[Natural-language object grounding data]

++++++++++++++++++++

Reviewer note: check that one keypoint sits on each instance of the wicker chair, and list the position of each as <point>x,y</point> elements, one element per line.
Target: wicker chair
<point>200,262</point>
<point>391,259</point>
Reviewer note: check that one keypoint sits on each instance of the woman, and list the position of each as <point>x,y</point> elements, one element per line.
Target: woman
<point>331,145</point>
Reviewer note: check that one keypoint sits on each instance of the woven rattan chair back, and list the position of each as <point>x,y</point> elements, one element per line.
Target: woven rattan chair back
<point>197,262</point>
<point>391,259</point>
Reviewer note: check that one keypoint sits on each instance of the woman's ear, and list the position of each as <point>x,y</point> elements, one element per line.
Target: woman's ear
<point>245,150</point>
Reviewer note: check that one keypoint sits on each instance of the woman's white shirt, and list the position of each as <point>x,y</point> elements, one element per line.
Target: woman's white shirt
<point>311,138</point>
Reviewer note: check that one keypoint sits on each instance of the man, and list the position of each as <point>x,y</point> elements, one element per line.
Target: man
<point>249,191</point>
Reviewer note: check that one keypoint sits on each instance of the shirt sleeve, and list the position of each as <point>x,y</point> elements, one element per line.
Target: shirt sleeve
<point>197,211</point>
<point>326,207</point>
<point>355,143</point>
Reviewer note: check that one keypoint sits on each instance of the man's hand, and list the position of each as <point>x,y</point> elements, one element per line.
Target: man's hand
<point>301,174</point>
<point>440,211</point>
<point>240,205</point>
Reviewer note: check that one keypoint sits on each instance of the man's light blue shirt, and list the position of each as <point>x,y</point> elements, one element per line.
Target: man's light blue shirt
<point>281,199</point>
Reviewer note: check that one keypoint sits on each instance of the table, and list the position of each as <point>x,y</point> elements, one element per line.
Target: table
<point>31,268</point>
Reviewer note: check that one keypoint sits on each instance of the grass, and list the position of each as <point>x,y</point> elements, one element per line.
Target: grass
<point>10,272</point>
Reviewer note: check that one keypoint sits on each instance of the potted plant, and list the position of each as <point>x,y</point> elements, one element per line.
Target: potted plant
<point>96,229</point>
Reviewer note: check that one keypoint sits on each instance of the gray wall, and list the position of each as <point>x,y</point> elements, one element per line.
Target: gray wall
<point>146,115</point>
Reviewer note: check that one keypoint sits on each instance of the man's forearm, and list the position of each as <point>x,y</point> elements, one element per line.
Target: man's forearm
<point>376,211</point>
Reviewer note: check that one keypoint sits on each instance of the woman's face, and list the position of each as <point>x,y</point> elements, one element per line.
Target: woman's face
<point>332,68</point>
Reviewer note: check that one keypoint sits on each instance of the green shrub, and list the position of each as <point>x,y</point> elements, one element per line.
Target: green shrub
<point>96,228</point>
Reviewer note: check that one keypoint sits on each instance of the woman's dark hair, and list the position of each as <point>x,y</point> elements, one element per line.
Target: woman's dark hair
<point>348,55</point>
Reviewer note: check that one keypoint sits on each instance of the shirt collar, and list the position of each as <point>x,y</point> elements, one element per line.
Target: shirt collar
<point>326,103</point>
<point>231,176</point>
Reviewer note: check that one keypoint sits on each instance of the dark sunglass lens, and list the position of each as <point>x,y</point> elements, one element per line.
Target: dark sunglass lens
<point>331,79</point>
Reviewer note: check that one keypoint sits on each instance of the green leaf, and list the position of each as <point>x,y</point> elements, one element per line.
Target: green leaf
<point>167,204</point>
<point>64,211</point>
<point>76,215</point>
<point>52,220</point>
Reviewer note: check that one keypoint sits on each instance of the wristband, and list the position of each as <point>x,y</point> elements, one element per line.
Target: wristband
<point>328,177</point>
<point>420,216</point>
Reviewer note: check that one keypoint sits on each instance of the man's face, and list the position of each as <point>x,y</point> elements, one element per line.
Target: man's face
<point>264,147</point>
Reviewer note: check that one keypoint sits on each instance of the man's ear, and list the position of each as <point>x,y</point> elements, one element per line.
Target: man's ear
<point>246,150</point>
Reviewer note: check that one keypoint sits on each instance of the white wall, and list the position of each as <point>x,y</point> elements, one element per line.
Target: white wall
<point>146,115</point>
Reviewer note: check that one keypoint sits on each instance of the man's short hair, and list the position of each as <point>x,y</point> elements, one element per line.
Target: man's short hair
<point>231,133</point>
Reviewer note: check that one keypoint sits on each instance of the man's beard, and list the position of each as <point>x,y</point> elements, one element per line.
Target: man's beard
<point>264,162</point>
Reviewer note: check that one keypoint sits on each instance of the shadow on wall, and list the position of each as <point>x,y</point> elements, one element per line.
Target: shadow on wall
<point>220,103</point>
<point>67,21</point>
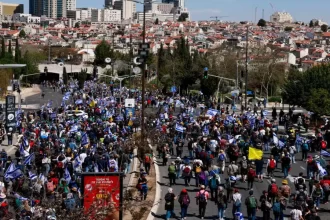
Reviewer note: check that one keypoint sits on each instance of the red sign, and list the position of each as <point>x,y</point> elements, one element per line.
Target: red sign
<point>102,192</point>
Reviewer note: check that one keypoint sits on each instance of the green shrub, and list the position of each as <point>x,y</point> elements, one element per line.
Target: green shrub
<point>274,99</point>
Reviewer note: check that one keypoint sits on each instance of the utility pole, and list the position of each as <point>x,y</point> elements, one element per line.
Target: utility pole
<point>246,64</point>
<point>143,75</point>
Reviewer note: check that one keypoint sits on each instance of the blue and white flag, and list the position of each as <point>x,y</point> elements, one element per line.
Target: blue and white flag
<point>13,172</point>
<point>179,128</point>
<point>265,112</point>
<point>84,139</point>
<point>212,112</point>
<point>49,104</point>
<point>28,159</point>
<point>67,175</point>
<point>32,175</point>
<point>325,153</point>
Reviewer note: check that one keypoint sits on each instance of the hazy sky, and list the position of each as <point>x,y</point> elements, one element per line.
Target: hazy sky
<point>237,10</point>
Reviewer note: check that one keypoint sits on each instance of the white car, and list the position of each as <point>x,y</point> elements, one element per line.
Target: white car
<point>78,113</point>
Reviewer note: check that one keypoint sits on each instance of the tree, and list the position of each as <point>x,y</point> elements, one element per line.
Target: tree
<point>3,48</point>
<point>288,29</point>
<point>262,23</point>
<point>311,23</point>
<point>102,51</point>
<point>17,52</point>
<point>65,76</point>
<point>10,52</point>
<point>324,28</point>
<point>22,34</point>
<point>319,102</point>
<point>183,17</point>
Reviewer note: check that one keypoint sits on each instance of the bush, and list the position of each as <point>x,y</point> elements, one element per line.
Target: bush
<point>274,99</point>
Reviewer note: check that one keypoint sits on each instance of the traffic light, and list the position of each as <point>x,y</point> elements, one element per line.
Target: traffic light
<point>206,72</point>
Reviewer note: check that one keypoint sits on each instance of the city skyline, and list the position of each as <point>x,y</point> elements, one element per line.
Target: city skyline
<point>202,10</point>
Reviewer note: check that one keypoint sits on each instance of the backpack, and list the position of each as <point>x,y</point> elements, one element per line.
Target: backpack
<point>171,169</point>
<point>277,207</point>
<point>274,189</point>
<point>252,202</point>
<point>202,197</point>
<point>251,173</point>
<point>147,159</point>
<point>244,164</point>
<point>50,186</point>
<point>185,200</point>
<point>326,187</point>
<point>186,171</point>
<point>198,169</point>
<point>323,145</point>
<point>305,146</point>
<point>272,164</point>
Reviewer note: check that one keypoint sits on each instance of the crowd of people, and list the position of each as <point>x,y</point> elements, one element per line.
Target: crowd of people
<point>212,153</point>
<point>88,132</point>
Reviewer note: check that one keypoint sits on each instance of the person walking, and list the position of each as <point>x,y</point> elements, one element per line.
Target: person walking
<point>252,206</point>
<point>214,184</point>
<point>237,202</point>
<point>221,201</point>
<point>169,203</point>
<point>184,201</point>
<point>201,200</point>
<point>171,173</point>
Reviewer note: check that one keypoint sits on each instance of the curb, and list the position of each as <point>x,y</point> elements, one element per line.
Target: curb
<point>156,203</point>
<point>133,169</point>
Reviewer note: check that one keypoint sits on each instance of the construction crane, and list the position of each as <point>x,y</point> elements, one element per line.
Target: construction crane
<point>217,17</point>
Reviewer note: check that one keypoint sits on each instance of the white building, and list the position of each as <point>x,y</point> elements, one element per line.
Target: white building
<point>26,18</point>
<point>281,17</point>
<point>127,8</point>
<point>105,15</point>
<point>71,5</point>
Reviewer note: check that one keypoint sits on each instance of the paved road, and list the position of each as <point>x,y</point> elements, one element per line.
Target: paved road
<point>211,212</point>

++++++++++++++++++++

- _Prompt_
The required output is the line holding "white building, and" plus every line after it in the data, reproduced exactly.

- _Response to the task_
Reviewer note: check that one keypoint sits on each instance of the white building, and list the position of each as <point>x,y</point> elements, one element per line.
Target: white building
<point>26,18</point>
<point>281,17</point>
<point>127,8</point>
<point>105,15</point>
<point>71,5</point>
Reviewer note: check that one keypoint sits on each instance of the paved road, and list the position of each as <point>x,y</point> elements, one element per line.
Target: paved road
<point>211,212</point>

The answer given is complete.